Extract each line of the entries below that contains the string "chair".

(Items from a dataset)

^^^^^^^^

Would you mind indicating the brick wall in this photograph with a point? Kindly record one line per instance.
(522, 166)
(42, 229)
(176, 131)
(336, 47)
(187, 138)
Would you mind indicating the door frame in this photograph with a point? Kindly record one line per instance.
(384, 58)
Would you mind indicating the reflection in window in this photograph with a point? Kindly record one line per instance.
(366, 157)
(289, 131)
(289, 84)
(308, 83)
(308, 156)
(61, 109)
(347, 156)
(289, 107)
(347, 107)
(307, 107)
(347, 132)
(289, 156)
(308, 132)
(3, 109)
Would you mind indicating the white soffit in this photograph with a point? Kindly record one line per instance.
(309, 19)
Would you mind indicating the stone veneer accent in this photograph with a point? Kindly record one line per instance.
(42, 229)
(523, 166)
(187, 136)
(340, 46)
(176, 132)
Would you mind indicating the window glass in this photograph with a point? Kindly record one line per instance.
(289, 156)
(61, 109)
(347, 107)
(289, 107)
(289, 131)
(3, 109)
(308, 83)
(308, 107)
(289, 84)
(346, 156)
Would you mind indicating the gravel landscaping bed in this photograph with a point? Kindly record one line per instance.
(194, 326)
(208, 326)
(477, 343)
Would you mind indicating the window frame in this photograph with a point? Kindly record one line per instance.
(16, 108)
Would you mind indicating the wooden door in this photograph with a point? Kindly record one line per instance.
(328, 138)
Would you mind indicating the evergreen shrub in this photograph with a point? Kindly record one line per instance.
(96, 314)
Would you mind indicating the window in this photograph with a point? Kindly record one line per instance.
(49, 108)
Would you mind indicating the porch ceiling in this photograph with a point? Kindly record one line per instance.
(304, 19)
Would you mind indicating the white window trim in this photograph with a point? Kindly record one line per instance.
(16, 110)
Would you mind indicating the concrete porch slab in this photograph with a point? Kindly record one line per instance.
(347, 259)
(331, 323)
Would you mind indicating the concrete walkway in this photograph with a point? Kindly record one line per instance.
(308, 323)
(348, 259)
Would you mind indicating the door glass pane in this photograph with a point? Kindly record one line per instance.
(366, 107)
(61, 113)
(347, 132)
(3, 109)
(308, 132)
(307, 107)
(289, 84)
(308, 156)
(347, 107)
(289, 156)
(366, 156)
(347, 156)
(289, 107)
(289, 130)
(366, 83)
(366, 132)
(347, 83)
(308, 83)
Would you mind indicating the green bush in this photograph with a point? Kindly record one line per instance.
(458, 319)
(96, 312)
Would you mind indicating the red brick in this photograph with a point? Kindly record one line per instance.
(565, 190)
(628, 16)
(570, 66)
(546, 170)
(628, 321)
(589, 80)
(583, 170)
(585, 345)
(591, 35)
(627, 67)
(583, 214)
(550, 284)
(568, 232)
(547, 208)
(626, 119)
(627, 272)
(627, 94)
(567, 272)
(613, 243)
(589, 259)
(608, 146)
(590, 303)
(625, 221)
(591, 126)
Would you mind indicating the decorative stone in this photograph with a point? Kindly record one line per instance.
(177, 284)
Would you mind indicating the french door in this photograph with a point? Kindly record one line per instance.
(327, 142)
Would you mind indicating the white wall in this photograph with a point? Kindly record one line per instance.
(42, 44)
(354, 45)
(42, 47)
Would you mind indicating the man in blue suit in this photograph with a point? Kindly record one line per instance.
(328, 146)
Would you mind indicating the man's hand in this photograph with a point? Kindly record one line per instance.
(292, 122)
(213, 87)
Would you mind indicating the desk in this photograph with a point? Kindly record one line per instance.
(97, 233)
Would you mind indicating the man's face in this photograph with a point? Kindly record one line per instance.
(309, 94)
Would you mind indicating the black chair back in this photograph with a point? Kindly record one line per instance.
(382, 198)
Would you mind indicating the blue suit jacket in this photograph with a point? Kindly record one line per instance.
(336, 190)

^^^^^^^^

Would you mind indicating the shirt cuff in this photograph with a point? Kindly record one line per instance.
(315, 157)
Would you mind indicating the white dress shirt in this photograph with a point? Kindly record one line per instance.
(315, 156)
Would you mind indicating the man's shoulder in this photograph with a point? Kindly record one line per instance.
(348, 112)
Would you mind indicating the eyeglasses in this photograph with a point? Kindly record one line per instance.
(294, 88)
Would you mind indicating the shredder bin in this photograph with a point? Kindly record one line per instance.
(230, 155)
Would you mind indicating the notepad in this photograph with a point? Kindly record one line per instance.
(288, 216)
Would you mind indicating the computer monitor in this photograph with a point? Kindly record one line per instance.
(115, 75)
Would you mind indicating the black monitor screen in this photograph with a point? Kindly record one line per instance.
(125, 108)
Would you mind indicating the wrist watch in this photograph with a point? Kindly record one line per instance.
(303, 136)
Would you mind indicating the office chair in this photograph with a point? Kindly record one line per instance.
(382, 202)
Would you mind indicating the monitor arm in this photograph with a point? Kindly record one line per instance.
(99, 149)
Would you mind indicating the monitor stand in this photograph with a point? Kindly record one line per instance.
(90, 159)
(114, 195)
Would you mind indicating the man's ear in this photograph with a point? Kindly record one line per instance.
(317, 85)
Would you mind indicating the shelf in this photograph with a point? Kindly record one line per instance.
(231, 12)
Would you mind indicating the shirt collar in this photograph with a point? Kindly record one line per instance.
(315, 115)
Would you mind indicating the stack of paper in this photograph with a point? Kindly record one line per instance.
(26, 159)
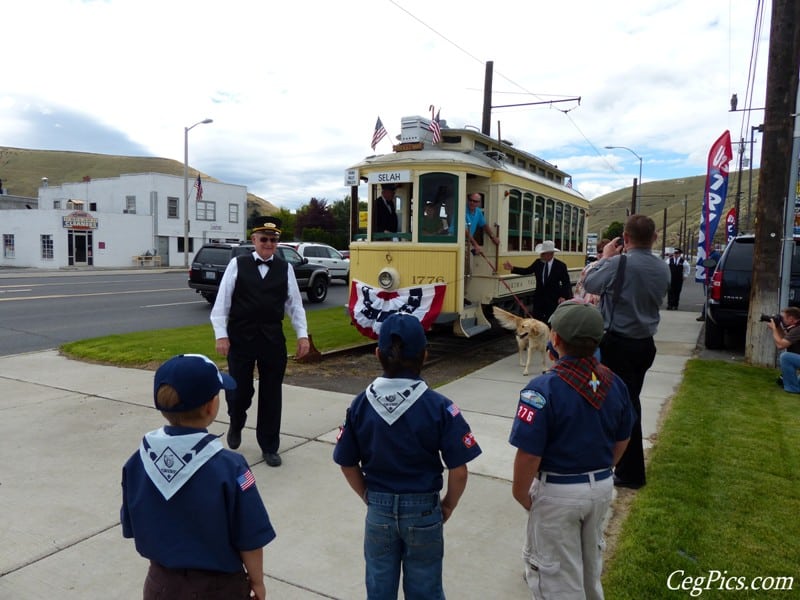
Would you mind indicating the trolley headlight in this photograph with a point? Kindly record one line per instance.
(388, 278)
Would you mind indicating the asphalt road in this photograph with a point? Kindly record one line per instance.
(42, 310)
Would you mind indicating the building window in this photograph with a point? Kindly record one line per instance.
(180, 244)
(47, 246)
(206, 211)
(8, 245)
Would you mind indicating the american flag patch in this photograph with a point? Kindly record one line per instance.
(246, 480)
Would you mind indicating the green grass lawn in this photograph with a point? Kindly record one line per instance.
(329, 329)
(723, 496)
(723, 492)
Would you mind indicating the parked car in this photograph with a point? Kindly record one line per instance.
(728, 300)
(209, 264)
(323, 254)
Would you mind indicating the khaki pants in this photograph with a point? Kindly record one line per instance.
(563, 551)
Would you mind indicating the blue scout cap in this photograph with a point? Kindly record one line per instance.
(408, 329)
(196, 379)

^^^^^^^^

◆ **Response to the task**
Would you mind indicating the black chair back in this photograph with a point? Kindly record one line per instance.
Would you mind indicating the office chair in this photograph with a point? Kindly record one line per instance.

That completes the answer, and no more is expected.